===== Фрагмент источника =====

Фотографическое: опыт теории расхождений - [46]

Шрифт
Интервал

.

Речь идет, разумеется, о глазах фотоаппарата. Они видят быстрее, четче, находят более неожиданные ракурсы, приближаются к реальности вплотную, подобно микроскопу, передают тональные градации, проникают вглубь с силой рентгеновских лучей, умножают образы, позволяя записывать ассоциации и воспоминания. Выходит, фотографическое зрение невероятно расширяет зрение обычное, восполняя недостатки невооруженного глаза. Фотокамера вооружает глаз, компенсирует его слабость и, действуя подобно протезу, приумножает способности человеческого тела.

Однако, расширяя спектр возможностей, какими мир может явиться взгляду, камера опосредует его явление, становится между наблюдателем и миром, моделирует реальность по своим собственным законам. То, что восполняет и усиливает человеческое зрение, подменяет собою зрителя. Из помощника фотокамера превращается в захватчика.

=====

Установите, соответствуют ли отрывку о фотографическом зрении три утверждения. На каждое ответьте «да» или «нет» и приведите из отрывка точную цитату, которая решает вопрос.
1. Фотоаппарат видит медленнее и менее четко, чем человеческий глаз.
2. Действие фотокамеры сравнивается с действием протеза.
3. Фотокамера лишь помогает зрению и не встает между наблюдателем и миром.

===== Записанные сведения =====

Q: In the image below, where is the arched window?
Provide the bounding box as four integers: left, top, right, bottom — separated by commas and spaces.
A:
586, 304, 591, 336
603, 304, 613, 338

=====

** Ответ **
1. Нет: «Они видят быстрее, четче».
2. Да: «действуя подобно протезу, приумножает способности человеческого тела».
3. Нет: «становится между наблюдателем и миром».